→ WHAT THE TASK ASKS
Can you copy every one of the records below line for line, without changing a single character?

→ LISTED ENTRIES
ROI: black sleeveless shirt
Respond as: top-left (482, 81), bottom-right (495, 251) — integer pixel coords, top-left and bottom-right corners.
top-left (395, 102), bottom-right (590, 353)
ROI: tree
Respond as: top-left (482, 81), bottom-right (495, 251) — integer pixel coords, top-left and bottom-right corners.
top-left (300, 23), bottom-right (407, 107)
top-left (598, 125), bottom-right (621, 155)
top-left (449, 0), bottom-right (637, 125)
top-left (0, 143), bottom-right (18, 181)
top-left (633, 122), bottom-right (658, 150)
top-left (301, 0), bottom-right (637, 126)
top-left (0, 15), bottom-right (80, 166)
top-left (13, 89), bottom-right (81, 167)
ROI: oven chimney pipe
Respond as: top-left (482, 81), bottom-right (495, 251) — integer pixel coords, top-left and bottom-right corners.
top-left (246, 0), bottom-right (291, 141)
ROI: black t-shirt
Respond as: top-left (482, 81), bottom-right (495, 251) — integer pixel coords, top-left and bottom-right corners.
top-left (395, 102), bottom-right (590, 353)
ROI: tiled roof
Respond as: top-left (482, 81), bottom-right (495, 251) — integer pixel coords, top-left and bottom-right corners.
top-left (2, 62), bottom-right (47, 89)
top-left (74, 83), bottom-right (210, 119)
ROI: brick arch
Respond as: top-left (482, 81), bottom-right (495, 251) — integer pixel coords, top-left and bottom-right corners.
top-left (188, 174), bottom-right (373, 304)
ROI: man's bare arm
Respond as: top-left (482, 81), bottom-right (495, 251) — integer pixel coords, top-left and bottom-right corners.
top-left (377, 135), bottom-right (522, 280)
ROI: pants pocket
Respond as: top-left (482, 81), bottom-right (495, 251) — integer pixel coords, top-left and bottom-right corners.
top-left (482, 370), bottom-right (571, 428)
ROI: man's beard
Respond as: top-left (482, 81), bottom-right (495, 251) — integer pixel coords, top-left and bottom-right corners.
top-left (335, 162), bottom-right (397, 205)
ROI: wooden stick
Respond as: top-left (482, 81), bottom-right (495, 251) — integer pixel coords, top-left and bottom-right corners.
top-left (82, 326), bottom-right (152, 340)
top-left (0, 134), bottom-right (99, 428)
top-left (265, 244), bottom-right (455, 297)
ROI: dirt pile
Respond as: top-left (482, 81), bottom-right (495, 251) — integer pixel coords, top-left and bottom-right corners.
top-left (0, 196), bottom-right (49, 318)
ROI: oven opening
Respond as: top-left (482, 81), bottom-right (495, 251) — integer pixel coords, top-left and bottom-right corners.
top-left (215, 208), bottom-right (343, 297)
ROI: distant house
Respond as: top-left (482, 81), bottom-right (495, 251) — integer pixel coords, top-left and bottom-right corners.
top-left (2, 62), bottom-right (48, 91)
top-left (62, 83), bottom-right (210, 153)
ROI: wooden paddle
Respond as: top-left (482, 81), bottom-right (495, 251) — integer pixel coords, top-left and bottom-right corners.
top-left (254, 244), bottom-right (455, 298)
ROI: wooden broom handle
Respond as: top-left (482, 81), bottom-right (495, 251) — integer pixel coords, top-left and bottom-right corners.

→ ANSWER
ROI: black sleeveless shirt
Respond as: top-left (482, 81), bottom-right (495, 251) — integer pixel coords, top-left and bottom-right corners.
top-left (395, 102), bottom-right (590, 353)
ROI: tree
Respond as: top-left (482, 81), bottom-right (495, 251) — integer pixel coords, top-left and bottom-right corners.
top-left (300, 23), bottom-right (407, 107)
top-left (598, 125), bottom-right (621, 155)
top-left (449, 0), bottom-right (637, 125)
top-left (0, 143), bottom-right (18, 181)
top-left (633, 122), bottom-right (658, 150)
top-left (301, 0), bottom-right (637, 126)
top-left (0, 15), bottom-right (80, 166)
top-left (13, 89), bottom-right (81, 167)
ROI: oven chimney pipe
Respond as: top-left (482, 81), bottom-right (495, 251) — integer pixel coords, top-left and bottom-right corners.
top-left (246, 0), bottom-right (291, 141)
ROI: black t-shirt
Respond as: top-left (482, 81), bottom-right (495, 251) — integer pixel coords, top-left and bottom-right corners.
top-left (395, 102), bottom-right (590, 353)
ROI: tiled roof
Respond as: top-left (482, 81), bottom-right (495, 251) — integer pixel coords, top-left and bottom-right corners.
top-left (2, 62), bottom-right (47, 89)
top-left (74, 83), bottom-right (210, 119)
ROI: brick arch
Respond as: top-left (482, 81), bottom-right (495, 251) — integer pixel coords, top-left and bottom-right corners.
top-left (188, 174), bottom-right (373, 304)
ROI: man's bare arm
Respond as: top-left (482, 81), bottom-right (495, 251) — integer pixel coords, top-left and bottom-right corners.
top-left (377, 135), bottom-right (522, 280)
ROI: pants pocket
Respond as: top-left (482, 81), bottom-right (495, 251) — integer pixel coords, top-left and bottom-right corners.
top-left (482, 370), bottom-right (571, 428)
ROI: man's beard
Respond as: top-left (482, 81), bottom-right (495, 251) — integer pixel coords, top-left and bottom-right corners.
top-left (335, 162), bottom-right (397, 205)
ROI: wooden stick
Respond as: top-left (482, 81), bottom-right (495, 251) — integer pixel coords, top-left and bottom-right corners.
top-left (82, 326), bottom-right (152, 340)
top-left (0, 134), bottom-right (99, 428)
top-left (265, 244), bottom-right (455, 297)
ROI: dirt pile
Respond as: top-left (482, 81), bottom-right (495, 251) — integer pixel coords, top-left and bottom-right corners.
top-left (0, 196), bottom-right (49, 318)
ROI: oven opening
Respond as: top-left (482, 81), bottom-right (495, 251) — integer pixel coords, top-left and bottom-right corners.
top-left (215, 208), bottom-right (343, 297)
ROI: distant house
Respond as: top-left (482, 81), bottom-right (495, 251) — integer pixel coords, top-left and bottom-right corners.
top-left (2, 62), bottom-right (48, 91)
top-left (62, 83), bottom-right (210, 153)
ROI: wooden paddle
Respond as: top-left (482, 81), bottom-right (495, 251) — integer pixel coords, top-left and bottom-right corners.
top-left (254, 244), bottom-right (455, 298)
ROI: wooden broom handle
Respond as: top-left (482, 81), bottom-right (495, 251) — integer pixel coords, top-left and bottom-right corners.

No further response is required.